===== TRECHO DO DOCUMENTO
Além disso, o juiz observou que a empresa não comercializa tecnologia pura e simplesmente, mas que, pelo contrário, se beneficia de uma estrutura pública de mobilidade urbana já existente, bem como de veículos privados custeados pelos próprios motoristas, de modo que o seu ganho está necessariamente acoplado ao sistema de transporte.
Por esta razão, o Magistrado declarou, incidentalmente, que uma das atividades principais da Uber é o transporte de passageiros, declaração esta que contém elementos fundamentais para o reconhecimento da competência da justiça do trabalho para o julgamento da causa e, ainda, possibilitou o prosseguimento da análise do pedido de reconhecimento de vínculo de emprego.
Destaca-se que o artigo 6º, § único, da CLT, estipula que “os meios telemáticos e informatizados de comando, controle e supervisão se equiparam, para fins de subordinação jurídica, aos meios pessoais e diretos de comando, controle e supervisão do trabalho alheio.” O dispositivo tem o intuito de regular a relação de meios telemáticos e informatizados com o mundo do trabalho, estando sustentado pelo artigo 7º, XXVII da Constituição da República, que prevê a proteção dos trabalhadores dos efeitos da automação.
Apesar disso, a aparente dificuldade nos casos de pedidos de vínculo de emprego com a Uber seria identificar a existência do requisito da subordinação, ou, em outras palavras, comprovar de que modo a empresa controlaria, via aplicativo, a força de trabalho de motoristas que, em tese, teriam liberdade para se conectarem em seus celulares quando e da maneira que quiserem, sendo responsáveis pelas próprias atividades sem qualquer ingerência.
==========
→ **COMPLETE O SEGUINTE**:
**A.** No trecho sobre o vínculo de emprego com a Uber, o que o magistrado declarou incidentalmente?
**B.** Por favor, dê sequência ao texto acima sobre o vínculo de emprego dos motoristas com a Uber, começando logo após a última frase.
===== SEÇÃO DE DADOS
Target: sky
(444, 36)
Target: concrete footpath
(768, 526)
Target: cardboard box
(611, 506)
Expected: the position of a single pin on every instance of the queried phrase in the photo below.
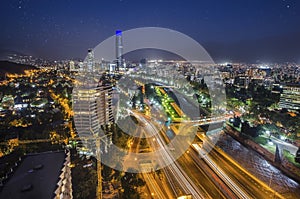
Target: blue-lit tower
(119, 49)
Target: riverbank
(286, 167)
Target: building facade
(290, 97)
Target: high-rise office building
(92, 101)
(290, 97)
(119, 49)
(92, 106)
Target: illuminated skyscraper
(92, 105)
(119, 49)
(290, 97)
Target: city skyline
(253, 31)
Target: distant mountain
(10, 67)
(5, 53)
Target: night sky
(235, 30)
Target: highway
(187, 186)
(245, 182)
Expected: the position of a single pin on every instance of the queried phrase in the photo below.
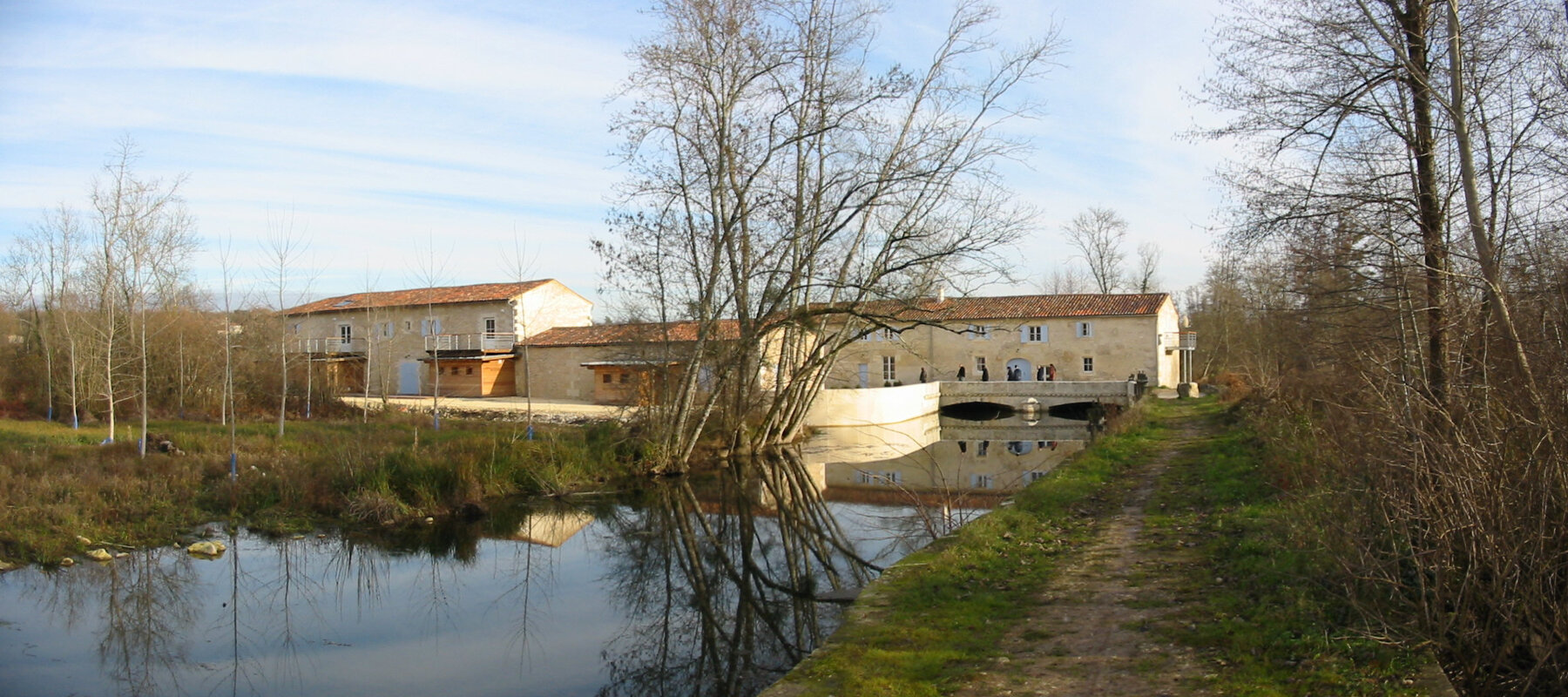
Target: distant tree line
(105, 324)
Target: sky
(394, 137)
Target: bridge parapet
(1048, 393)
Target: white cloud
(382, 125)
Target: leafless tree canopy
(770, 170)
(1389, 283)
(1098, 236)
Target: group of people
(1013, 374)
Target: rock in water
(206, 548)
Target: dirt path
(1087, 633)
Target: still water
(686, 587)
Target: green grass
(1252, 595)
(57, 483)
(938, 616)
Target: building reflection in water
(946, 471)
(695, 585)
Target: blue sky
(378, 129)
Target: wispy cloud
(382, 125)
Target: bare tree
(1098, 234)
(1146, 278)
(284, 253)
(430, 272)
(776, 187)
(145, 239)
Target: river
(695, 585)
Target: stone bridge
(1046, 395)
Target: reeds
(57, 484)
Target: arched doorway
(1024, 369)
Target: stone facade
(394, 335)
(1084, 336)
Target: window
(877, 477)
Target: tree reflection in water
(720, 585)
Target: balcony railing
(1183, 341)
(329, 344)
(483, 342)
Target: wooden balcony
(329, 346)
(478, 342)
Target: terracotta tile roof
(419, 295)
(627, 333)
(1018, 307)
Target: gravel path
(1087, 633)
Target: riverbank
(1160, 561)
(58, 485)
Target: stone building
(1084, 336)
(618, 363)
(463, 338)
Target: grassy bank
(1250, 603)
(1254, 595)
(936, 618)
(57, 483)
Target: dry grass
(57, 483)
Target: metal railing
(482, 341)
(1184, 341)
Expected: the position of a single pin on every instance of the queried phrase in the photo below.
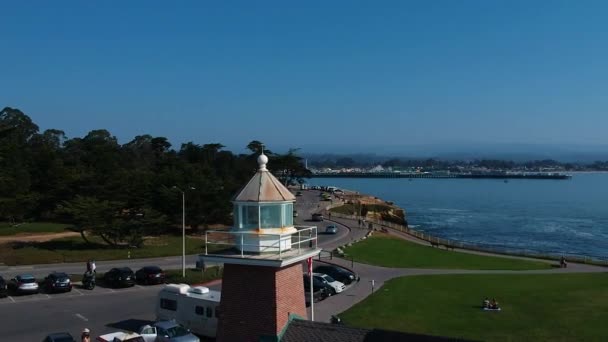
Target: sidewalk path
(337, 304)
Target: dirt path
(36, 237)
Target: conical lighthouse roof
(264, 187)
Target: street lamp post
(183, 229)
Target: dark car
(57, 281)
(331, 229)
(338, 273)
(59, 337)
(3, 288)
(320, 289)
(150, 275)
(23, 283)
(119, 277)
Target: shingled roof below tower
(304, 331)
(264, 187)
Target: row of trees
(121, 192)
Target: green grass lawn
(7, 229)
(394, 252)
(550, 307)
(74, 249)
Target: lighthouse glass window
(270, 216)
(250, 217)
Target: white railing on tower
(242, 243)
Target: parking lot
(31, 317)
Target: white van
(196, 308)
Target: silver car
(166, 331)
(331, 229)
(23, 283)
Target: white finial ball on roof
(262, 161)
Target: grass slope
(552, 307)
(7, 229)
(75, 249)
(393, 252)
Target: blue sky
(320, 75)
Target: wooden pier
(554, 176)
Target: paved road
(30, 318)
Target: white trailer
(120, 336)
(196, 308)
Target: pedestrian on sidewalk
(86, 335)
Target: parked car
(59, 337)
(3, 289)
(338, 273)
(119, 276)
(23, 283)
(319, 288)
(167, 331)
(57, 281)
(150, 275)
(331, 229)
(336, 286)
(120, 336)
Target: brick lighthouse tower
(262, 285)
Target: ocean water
==========
→ **RESPOSTAS ESPERADAS**:
**A.** Que uma das atividades principais da Uber é o transporte de passageiros.

**B.**
Na ação civil pública ora em análise ficou comprovado que a empresa de aplicativo não só dispõe de ferramentas para, como efetivamente controla o trabalho dos motoristas. A esse exemplo, o juiz do trabalho assentiu que, como é de amplo conhecimento, é facultado aos passageiros atribuir notas aos motoristas, tendo ficado demonstrado pela prova documental que a média de notas dos trabalhadores impacta diretamente no número de viagens recebidas por cada motorista no aplicativo e, assim, no rendimento médio diário de cada um. Também nesse sentido ficou demonstrada a existência de relatórios referentes a taxa de cancelamento de viagens por motorista, dado este que também impacta na quantidade de viagens que cada um recebe.
Ainda, consta dos Termos e Condições da Uber que os motoristas que não atingirem a avaliação média mínima da cidade poderão perder, no todo ou em parte, o acesso à Plataforma. Aliás, os termos de uso juntados pela própria empresa estão repletos de hipóteses de punição dos trabalhadores, que vão desde a suspensão (bloqueio) até a dispensa do trabalhador, o que demonstra a necessidade de prestação de serviços nos estritos termos delimitados pela empresa.
Ademais, ficou comprovado que é a empresa quem estipula, unilateralmente, os valores a serem cobrados em cada corrida e os percentuais que lhes são devidos. Além disso, ficou expresso que a empresa desenvolve pelo aplicativo, em um fenômeno denominado de gamificação, dinâmicas virtuais com recompensas pecuniárias que estipulam que quanto mais os motoristas atendam aos estímulos, mais chamadas e remuneração serão creditados. Assim, no intuito de obter maiores lucros, a empresa incentiva que os trabalhadores, em prejuízo de sua própria saúde e segurança, trabalhem em jornadas absolutamente extenuantes, sem qualquer responsabilização correspondente.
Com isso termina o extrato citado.